◆ Point-per-instance localization data:
+ + + + + + +
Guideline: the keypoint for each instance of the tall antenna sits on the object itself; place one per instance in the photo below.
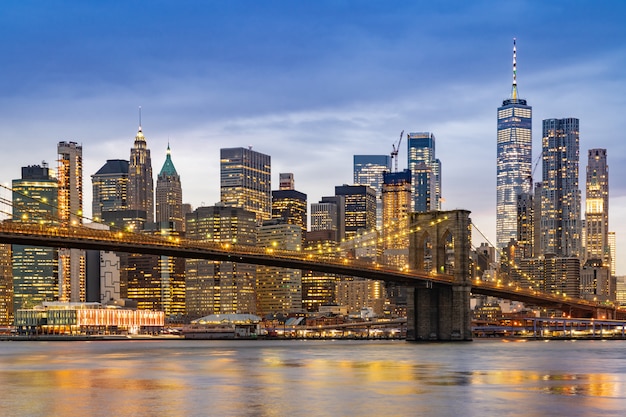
(514, 88)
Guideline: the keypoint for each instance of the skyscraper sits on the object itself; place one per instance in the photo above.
(290, 205)
(425, 172)
(245, 181)
(396, 208)
(141, 185)
(214, 287)
(368, 170)
(597, 208)
(110, 188)
(279, 290)
(169, 195)
(359, 208)
(35, 269)
(514, 160)
(72, 262)
(560, 197)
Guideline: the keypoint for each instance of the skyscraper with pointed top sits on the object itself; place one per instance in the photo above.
(141, 185)
(514, 159)
(169, 195)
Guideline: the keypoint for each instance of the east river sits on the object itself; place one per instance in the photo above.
(312, 378)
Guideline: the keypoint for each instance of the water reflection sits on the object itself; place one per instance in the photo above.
(311, 378)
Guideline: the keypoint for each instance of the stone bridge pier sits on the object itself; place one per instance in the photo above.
(440, 243)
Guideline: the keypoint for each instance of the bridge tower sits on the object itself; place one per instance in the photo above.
(440, 243)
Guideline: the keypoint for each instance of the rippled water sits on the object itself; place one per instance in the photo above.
(312, 378)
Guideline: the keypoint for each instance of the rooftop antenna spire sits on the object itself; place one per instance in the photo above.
(514, 88)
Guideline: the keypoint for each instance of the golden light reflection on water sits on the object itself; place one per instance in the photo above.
(286, 379)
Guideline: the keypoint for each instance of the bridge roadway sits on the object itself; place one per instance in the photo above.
(93, 239)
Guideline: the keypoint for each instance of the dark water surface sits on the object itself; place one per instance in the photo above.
(312, 378)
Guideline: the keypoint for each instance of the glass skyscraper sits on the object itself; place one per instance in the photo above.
(425, 172)
(245, 181)
(514, 160)
(597, 207)
(560, 197)
(368, 170)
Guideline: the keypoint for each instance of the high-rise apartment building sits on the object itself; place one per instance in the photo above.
(359, 208)
(279, 290)
(35, 269)
(214, 287)
(425, 172)
(396, 208)
(560, 197)
(141, 185)
(597, 208)
(514, 160)
(245, 181)
(369, 170)
(290, 205)
(72, 262)
(110, 188)
(169, 196)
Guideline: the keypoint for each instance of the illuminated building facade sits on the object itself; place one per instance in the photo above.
(169, 196)
(328, 214)
(214, 287)
(35, 269)
(72, 262)
(86, 319)
(279, 290)
(359, 208)
(245, 181)
(318, 288)
(110, 188)
(154, 282)
(141, 185)
(597, 208)
(369, 170)
(396, 197)
(6, 286)
(560, 197)
(425, 172)
(514, 160)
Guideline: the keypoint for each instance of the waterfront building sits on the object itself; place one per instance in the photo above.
(279, 290)
(290, 205)
(79, 319)
(560, 197)
(425, 172)
(597, 208)
(169, 196)
(72, 262)
(318, 288)
(357, 294)
(6, 286)
(215, 287)
(328, 214)
(549, 273)
(359, 208)
(396, 197)
(245, 181)
(35, 269)
(596, 282)
(514, 160)
(369, 170)
(110, 188)
(141, 184)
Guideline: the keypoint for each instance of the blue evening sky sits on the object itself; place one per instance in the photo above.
(311, 84)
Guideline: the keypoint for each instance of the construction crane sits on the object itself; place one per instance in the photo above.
(394, 153)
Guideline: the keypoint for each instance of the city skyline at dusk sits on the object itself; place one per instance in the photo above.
(309, 85)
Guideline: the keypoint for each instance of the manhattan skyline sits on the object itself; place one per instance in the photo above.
(311, 85)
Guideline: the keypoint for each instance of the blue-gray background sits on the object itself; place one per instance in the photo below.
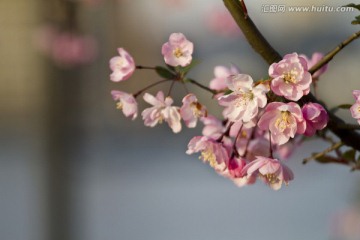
(125, 181)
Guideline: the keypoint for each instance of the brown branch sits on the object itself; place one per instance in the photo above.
(331, 54)
(270, 55)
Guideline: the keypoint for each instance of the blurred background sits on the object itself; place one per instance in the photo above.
(73, 167)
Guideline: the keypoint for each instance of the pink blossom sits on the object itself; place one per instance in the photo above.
(178, 50)
(235, 168)
(221, 74)
(213, 127)
(243, 103)
(123, 66)
(191, 110)
(316, 57)
(283, 120)
(126, 103)
(315, 117)
(211, 151)
(355, 108)
(291, 78)
(272, 171)
(162, 110)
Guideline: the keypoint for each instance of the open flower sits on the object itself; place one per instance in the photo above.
(211, 151)
(162, 110)
(355, 108)
(178, 50)
(315, 117)
(315, 58)
(191, 110)
(221, 74)
(291, 78)
(123, 66)
(272, 171)
(126, 103)
(283, 120)
(243, 103)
+ + + + + + +
Restate the data above word for word, omitting every picture.

◆ WRITTEN SOLUTION:
Guideline: the keypoint for each instance of the tall antenna sits on the object itself; place one per instance in the photo below.
(514, 88)
Guideline: the keypoint for each instance of the skyscraper sits on the object itself; place one per instance in the photo above.
(290, 205)
(425, 172)
(245, 181)
(396, 208)
(141, 185)
(214, 287)
(368, 170)
(597, 208)
(110, 188)
(279, 290)
(169, 195)
(359, 208)
(35, 269)
(514, 160)
(72, 262)
(560, 197)
Guideline: the keypoint for each instance of the skyscraper with pointed top sits on the object itself; place one per instance in the photo above.
(141, 185)
(514, 159)
(169, 195)
Guideline: the keypoint for each instance of the east river sits on the object itself; place one per instance in the photo above.
(312, 378)
Guideline: the keypoint for each instance of the water reflection sits on the object itself; place one per instance in the photo above.
(311, 378)
Guideline: the keypoint for each instance of the stone bridge pier sits on the object itself; place one per instance in the photo above.
(440, 243)
Guideline: the keypoint for each instance of the bridge tower sits on the object itself; place one per instance in the photo above.
(440, 243)
Guideline: the keypoint for each instance of the rippled water sits on the object itself; place one per instance in the photo above.
(312, 378)
Guideline: the keypoint for each instance of the rooftop antenna spire sits on the object itself; place one per instance in the photo above.
(514, 88)
Guideline: the keypoint for each instance of the golden light reflection on water sits on the object itself; place one per instance in the photo above.
(286, 379)
Guideline: the keypoint for each instance of the bridge roadway sits on the object itself; place one per instance in the photo above.
(93, 239)
Guideline: the keypoint for each instance of the dark water surface sits on the object itself; place one per instance in the photo above.
(312, 378)
Guideline: the keypoint for each instance of the glass skyscraper sits on the object itself; place one per instance in the photo above.
(425, 172)
(245, 181)
(514, 160)
(597, 207)
(560, 197)
(368, 170)
Guideline: the keypoint for each instance of the high-rise apartment building sits on the object itself; place one per instance in the photo above.
(359, 208)
(279, 290)
(35, 269)
(214, 287)
(425, 172)
(396, 208)
(560, 197)
(141, 185)
(597, 208)
(514, 160)
(245, 181)
(369, 170)
(290, 205)
(72, 262)
(110, 188)
(169, 196)
Guideline: the keypoint for each instance of the illuminated building facade sits on the object itself; place one per instance in the photo above.
(169, 196)
(328, 214)
(214, 287)
(35, 269)
(72, 262)
(86, 319)
(279, 290)
(359, 208)
(245, 181)
(318, 288)
(110, 188)
(154, 282)
(141, 185)
(597, 208)
(369, 170)
(396, 197)
(6, 286)
(560, 197)
(425, 172)
(514, 160)
Guideline: the keypoint for each instance of the waterfront building sits on the object itself; place one per instance in the photo above.
(279, 290)
(290, 205)
(79, 319)
(560, 197)
(425, 172)
(597, 208)
(169, 196)
(72, 262)
(318, 288)
(357, 294)
(6, 286)
(215, 287)
(328, 214)
(549, 273)
(359, 208)
(396, 197)
(245, 181)
(35, 269)
(596, 282)
(514, 160)
(369, 170)
(110, 188)
(141, 184)
Guideline: the keypoint for each instance of the blue evening sky sits on the object itself; place one per instance in the photo above.
(311, 84)
Guideline: the keypoint for each instance of the construction crane sits on the object itself; place one per instance in the photo above.
(394, 153)
Guideline: the keypoint for each instance of the city skyline at dusk sits on the object itself; place one per instance in the photo above.
(309, 85)
Guideline: the keypoint for each instance of the manhattan skyline sits on the object itself; place one per instance in the photo above.
(311, 85)
Guideline: the keypoint for each instance of the blue-gray background sits on the object itself; place one per instance in the photo below.
(125, 181)
Guideline: the keypoint for each instance of the brown branch sits on the object itself; place one per instance in the photo above.
(331, 54)
(270, 55)
Guideline: the keypoint for each instance of the blurred background sits on the object itself; place one per instance in the photo above.
(73, 167)
Guideline: the keypoint for each instance of the pink blossom sits on the object itself; place one per instance in the photo above.
(178, 50)
(235, 168)
(221, 74)
(213, 127)
(243, 103)
(123, 66)
(191, 110)
(316, 57)
(283, 120)
(126, 103)
(315, 117)
(211, 151)
(355, 108)
(291, 78)
(272, 171)
(162, 110)
Guideline: the keypoint for each instance of the open flower sits on the object itself; place one per instance in the photo above.
(211, 151)
(162, 110)
(355, 108)
(178, 50)
(315, 117)
(315, 58)
(191, 110)
(221, 74)
(291, 78)
(123, 66)
(272, 171)
(126, 103)
(283, 120)
(243, 103)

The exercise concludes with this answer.